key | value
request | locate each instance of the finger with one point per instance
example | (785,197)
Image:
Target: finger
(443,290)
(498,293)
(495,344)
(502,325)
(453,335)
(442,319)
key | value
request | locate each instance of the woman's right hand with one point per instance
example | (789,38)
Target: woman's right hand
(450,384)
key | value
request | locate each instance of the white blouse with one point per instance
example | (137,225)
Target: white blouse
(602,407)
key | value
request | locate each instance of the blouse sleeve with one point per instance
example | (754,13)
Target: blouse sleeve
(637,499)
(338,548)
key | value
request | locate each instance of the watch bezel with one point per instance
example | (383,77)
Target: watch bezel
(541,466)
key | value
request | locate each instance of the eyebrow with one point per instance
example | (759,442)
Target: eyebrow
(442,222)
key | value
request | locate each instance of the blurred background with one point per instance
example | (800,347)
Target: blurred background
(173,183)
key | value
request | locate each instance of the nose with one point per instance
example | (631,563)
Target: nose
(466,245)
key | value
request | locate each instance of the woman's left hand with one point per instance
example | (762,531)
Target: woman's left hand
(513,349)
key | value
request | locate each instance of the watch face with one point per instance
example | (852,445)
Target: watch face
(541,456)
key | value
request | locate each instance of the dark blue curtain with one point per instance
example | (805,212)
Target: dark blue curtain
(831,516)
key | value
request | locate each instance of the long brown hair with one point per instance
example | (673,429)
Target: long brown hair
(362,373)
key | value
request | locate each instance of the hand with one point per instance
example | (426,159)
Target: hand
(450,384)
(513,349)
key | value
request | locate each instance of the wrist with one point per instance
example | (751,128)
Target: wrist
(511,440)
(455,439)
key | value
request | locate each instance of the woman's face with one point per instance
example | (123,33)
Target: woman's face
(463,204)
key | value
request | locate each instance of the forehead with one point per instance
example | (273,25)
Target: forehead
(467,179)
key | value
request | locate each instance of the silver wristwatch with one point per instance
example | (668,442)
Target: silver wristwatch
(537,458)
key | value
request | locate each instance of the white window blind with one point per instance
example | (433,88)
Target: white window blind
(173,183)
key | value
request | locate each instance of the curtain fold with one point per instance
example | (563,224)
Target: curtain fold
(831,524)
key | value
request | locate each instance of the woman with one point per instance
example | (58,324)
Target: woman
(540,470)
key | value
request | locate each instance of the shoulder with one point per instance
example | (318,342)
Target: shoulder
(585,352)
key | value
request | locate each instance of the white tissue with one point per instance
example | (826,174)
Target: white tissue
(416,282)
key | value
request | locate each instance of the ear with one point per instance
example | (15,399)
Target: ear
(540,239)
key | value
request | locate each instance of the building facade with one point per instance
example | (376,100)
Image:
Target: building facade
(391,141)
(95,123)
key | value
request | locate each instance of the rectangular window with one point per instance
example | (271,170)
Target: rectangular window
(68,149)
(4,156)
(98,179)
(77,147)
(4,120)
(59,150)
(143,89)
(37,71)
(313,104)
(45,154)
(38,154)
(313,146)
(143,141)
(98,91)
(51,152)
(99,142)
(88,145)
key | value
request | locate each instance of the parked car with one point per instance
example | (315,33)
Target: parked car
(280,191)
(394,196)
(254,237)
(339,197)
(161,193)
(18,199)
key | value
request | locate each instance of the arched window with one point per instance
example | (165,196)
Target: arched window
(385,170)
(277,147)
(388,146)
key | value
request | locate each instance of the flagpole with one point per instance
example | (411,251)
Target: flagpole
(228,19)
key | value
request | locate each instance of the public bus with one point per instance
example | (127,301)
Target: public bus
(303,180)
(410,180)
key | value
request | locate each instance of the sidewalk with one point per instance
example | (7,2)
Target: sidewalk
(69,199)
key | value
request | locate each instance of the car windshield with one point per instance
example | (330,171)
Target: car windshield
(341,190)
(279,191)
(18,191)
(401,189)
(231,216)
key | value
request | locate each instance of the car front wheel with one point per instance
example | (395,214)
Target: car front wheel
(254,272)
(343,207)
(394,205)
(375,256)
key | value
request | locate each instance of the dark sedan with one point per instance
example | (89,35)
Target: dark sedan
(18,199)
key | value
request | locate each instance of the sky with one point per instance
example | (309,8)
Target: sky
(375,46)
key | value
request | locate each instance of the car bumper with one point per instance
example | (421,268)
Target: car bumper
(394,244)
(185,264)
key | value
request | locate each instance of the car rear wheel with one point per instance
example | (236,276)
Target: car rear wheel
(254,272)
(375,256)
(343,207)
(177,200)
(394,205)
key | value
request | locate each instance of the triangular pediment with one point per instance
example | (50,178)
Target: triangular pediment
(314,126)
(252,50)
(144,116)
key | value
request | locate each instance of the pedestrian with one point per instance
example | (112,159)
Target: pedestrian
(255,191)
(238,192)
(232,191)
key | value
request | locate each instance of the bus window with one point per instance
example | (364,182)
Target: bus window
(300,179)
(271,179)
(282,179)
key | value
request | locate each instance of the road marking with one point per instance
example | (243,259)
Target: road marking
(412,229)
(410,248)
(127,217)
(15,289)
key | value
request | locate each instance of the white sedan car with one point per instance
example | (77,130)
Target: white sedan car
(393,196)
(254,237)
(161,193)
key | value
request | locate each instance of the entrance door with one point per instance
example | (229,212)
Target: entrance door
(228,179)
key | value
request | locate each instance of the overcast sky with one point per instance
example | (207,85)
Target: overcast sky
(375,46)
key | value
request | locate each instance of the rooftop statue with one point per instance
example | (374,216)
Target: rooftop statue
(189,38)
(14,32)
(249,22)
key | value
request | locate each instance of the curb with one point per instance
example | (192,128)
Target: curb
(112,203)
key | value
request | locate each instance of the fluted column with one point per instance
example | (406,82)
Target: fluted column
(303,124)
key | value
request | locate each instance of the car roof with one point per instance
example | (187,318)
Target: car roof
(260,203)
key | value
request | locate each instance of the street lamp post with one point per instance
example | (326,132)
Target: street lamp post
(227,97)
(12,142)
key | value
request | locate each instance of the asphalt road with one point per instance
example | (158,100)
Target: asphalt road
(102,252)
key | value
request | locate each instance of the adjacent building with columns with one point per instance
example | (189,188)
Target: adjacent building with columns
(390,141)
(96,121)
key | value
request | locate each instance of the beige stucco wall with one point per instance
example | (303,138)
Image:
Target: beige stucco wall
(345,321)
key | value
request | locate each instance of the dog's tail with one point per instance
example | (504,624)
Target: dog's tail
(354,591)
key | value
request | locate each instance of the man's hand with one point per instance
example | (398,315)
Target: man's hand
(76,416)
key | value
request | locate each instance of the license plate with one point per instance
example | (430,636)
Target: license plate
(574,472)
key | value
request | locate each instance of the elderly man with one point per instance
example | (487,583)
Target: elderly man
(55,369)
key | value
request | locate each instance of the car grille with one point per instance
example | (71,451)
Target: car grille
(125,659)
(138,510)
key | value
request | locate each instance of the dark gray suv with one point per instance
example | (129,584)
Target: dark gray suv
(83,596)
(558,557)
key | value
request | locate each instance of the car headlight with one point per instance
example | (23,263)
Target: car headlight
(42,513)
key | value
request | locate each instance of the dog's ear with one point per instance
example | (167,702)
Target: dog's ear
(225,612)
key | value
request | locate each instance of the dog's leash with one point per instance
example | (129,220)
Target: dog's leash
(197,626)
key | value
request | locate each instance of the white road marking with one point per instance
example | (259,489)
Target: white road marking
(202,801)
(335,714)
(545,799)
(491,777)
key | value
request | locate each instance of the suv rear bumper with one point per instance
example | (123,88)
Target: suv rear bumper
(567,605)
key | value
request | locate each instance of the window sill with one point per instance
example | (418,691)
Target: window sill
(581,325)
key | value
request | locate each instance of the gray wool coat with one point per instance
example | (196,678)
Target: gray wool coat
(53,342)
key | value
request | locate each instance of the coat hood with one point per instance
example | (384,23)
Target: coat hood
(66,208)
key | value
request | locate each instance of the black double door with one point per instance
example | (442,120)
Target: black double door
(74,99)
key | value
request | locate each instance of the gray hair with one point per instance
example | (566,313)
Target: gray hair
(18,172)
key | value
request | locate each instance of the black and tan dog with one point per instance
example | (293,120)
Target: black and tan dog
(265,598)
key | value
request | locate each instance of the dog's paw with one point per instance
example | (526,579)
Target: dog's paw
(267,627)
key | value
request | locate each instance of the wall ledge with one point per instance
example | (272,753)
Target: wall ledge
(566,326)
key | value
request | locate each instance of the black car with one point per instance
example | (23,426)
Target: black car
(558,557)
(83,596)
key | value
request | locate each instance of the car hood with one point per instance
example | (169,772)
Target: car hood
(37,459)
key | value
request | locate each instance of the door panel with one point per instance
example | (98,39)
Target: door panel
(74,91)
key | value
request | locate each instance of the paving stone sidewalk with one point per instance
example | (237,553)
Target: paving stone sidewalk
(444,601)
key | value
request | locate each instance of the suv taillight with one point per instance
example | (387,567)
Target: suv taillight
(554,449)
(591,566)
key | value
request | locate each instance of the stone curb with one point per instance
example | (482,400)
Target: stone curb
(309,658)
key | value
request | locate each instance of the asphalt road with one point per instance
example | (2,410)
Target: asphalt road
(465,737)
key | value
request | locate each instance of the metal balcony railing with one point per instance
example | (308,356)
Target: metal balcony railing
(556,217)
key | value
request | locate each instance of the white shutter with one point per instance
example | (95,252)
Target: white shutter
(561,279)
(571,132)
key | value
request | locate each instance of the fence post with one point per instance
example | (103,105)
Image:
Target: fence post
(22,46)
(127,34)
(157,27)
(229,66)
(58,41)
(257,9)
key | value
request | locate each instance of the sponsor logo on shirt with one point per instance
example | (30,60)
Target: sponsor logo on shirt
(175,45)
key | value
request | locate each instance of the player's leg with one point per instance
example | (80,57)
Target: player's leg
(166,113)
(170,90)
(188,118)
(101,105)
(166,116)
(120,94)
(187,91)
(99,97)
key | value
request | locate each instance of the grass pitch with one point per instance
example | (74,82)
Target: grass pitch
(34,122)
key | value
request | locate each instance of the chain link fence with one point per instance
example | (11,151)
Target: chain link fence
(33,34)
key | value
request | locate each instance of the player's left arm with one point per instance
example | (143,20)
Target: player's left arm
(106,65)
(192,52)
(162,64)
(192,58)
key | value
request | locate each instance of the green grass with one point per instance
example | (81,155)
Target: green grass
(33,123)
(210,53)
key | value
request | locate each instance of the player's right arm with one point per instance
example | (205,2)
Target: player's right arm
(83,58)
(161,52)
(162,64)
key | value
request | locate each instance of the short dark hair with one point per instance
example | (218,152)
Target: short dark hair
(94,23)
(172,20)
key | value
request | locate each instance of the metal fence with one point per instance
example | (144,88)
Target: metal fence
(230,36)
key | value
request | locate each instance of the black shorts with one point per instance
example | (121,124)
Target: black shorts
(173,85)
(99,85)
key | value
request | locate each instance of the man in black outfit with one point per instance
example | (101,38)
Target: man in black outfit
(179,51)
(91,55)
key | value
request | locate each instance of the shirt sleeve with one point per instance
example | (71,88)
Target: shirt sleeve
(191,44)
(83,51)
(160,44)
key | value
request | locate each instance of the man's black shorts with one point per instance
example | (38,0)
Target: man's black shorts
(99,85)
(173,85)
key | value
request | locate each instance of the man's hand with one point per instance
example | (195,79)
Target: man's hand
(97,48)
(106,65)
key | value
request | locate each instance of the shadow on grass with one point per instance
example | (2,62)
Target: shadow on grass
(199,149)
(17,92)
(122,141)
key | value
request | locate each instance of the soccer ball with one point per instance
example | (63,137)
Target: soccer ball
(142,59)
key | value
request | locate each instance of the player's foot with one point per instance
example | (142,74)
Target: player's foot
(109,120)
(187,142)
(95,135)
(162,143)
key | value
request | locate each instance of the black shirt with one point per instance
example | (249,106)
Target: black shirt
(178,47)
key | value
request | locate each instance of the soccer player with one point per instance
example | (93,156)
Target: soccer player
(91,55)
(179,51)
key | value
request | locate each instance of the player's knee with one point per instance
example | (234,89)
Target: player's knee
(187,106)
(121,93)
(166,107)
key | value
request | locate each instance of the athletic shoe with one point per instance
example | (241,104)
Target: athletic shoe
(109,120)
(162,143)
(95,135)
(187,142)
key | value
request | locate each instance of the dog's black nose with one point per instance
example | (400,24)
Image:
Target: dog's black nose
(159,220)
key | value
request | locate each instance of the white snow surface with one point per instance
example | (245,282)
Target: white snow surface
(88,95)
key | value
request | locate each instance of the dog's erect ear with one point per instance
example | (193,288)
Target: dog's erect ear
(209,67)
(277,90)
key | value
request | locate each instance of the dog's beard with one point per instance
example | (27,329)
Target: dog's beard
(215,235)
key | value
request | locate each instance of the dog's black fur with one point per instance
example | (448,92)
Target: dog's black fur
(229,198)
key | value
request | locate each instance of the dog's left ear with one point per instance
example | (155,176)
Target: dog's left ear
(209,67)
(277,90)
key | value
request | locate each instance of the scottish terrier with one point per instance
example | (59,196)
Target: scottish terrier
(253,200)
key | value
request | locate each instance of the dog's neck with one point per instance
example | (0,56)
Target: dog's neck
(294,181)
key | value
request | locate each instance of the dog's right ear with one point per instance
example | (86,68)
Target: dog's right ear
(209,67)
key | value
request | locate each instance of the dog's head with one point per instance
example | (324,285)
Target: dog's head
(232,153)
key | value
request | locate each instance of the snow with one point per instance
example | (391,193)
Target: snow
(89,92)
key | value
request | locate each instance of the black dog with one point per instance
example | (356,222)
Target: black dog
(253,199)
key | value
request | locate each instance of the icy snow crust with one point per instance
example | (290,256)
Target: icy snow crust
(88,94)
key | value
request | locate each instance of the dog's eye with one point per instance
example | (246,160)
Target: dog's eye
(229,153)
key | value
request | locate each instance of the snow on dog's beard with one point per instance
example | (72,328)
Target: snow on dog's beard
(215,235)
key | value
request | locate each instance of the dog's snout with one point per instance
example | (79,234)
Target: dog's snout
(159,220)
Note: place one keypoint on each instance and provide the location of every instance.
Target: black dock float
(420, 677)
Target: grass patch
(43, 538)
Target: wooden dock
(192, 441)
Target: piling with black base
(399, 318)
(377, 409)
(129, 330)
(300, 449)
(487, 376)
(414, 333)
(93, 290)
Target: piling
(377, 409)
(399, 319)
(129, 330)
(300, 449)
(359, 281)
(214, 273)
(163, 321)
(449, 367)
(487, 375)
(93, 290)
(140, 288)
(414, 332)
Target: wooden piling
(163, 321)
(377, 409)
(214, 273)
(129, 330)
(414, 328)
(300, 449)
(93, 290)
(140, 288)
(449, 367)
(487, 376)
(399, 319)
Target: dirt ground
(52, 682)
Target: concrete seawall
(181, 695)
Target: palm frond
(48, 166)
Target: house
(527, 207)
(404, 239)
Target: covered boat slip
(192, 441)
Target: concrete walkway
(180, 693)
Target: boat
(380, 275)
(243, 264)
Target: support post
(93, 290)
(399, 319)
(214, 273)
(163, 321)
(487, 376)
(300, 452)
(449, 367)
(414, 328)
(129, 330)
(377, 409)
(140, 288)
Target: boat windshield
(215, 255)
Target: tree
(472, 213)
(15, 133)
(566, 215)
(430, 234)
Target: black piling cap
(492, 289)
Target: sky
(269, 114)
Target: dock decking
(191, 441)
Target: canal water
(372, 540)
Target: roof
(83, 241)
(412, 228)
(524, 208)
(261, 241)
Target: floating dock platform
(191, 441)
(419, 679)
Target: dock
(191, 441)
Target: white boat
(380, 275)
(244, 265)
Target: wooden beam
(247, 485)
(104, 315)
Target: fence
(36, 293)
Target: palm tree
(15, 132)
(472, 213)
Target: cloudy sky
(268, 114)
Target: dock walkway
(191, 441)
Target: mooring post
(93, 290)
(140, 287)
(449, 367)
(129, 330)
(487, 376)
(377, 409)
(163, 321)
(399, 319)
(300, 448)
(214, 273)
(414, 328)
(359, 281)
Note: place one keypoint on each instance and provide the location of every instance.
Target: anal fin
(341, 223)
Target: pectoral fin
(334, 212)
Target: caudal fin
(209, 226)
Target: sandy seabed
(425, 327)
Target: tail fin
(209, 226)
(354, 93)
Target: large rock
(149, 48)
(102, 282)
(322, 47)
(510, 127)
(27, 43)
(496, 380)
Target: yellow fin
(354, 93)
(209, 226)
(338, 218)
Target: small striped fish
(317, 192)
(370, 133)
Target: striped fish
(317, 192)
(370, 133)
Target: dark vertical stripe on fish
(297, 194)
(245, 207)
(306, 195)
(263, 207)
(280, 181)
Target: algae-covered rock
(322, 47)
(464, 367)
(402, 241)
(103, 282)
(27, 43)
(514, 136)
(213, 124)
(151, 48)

* * * *

**Aim of the task**
Present the stretch of the listing from the line containing "Target: dirt ground" through the final line as a Markdown table with the columns Row and Line, numbering each line and omitting blank lines.

**Solution to the exercise**
| Row | Line |
|---|---|
| 1 | Target: dirt ground |
| 2 | (52, 682) |
| 3 | Target: concrete seawall |
| 4 | (181, 695) |
| 5 | Target: palm frond |
| 6 | (48, 166) |
| 7 | Target: house |
| 8 | (527, 207) |
| 9 | (404, 239) |
| 10 | Target: covered boat slip |
| 11 | (192, 441) |
| 12 | Target: concrete walkway |
| 13 | (180, 693) |
| 14 | Target: boat |
| 15 | (380, 275) |
| 16 | (243, 264) |
| 17 | Target: support post |
| 18 | (93, 290) |
| 19 | (399, 319) |
| 20 | (214, 273) |
| 21 | (163, 321) |
| 22 | (487, 376) |
| 23 | (300, 452) |
| 24 | (449, 367) |
| 25 | (414, 328) |
| 26 | (129, 330) |
| 27 | (377, 409) |
| 28 | (140, 288) |
| 29 | Target: boat windshield |
| 30 | (215, 255) |
| 31 | Target: tree |
| 32 | (472, 213) |
| 33 | (15, 133) |
| 34 | (566, 215) |
| 35 | (430, 234) |
| 36 | Target: black piling cap |
| 37 | (492, 289) |
| 38 | Target: sky |
| 39 | (269, 114) |
| 40 | Target: dock decking |
| 41 | (191, 441) |
| 42 | Target: canal water |
| 43 | (372, 540) |
| 44 | Target: roof |
| 45 | (83, 241) |
| 46 | (412, 228) |
| 47 | (524, 208) |
| 48 | (261, 241) |
| 49 | Target: floating dock platform |
| 50 | (191, 441) |
| 51 | (419, 679) |
| 52 | Target: dock |
| 53 | (191, 441) |
| 54 | Target: white boat |
| 55 | (380, 275) |
| 56 | (244, 265) |
| 57 | Target: wooden beam |
| 58 | (247, 485) |
| 59 | (104, 315) |
| 60 | Target: fence |
| 61 | (36, 293) |
| 62 | Target: palm tree |
| 63 | (15, 132) |
| 64 | (472, 213) |
| 65 | Target: cloudy sky |
| 66 | (268, 114) |
| 67 | Target: dock walkway |
| 68 | (191, 441) |
| 69 | Target: mooring post |
| 70 | (93, 290) |
| 71 | (140, 287) |
| 72 | (449, 367) |
| 73 | (129, 330) |
| 74 | (487, 376) |
| 75 | (377, 409) |
| 76 | (163, 321) |
| 77 | (399, 319) |
| 78 | (300, 448) |
| 79 | (214, 273) |
| 80 | (414, 328) |
| 81 | (359, 281) |
| 82 | Note: place one keypoint on each instance and provide the location of every instance. |
| 83 | Target: anal fin |
| 84 | (341, 223) |
| 85 | Target: pectoral fin |
| 86 | (334, 212) |
| 87 | Target: caudal fin |
| 88 | (209, 226) |
| 89 | Target: sandy seabed |
| 90 | (425, 327) |
| 91 | Target: tail fin |
| 92 | (209, 226) |
| 93 | (354, 93) |
| 94 | Target: large rock |
| 95 | (149, 48) |
| 96 | (102, 282) |
| 97 | (322, 47) |
| 98 | (510, 127) |
| 99 | (27, 43) |
| 100 | (496, 380) |
| 101 | Target: yellow fin |
| 102 | (354, 93) |
| 103 | (209, 226) |
| 104 | (338, 218) |
| 105 | Target: small striped fish |
| 106 | (317, 192) |
| 107 | (370, 133) |
| 108 | Target: striped fish |
| 109 | (317, 192) |
| 110 | (370, 133) |
| 111 | Target: dark vertical stripe on fish |
| 112 | (297, 194) |
| 113 | (245, 207) |
| 114 | (306, 195) |
| 115 | (263, 207) |
| 116 | (280, 181) |
| 117 | Target: algae-covered rock |
| 118 | (322, 47) |
| 119 | (464, 367) |
| 120 | (402, 241) |
| 121 | (103, 282) |
| 122 | (27, 43) |
| 123 | (514, 136) |
| 124 | (213, 124) |
| 125 | (151, 48) |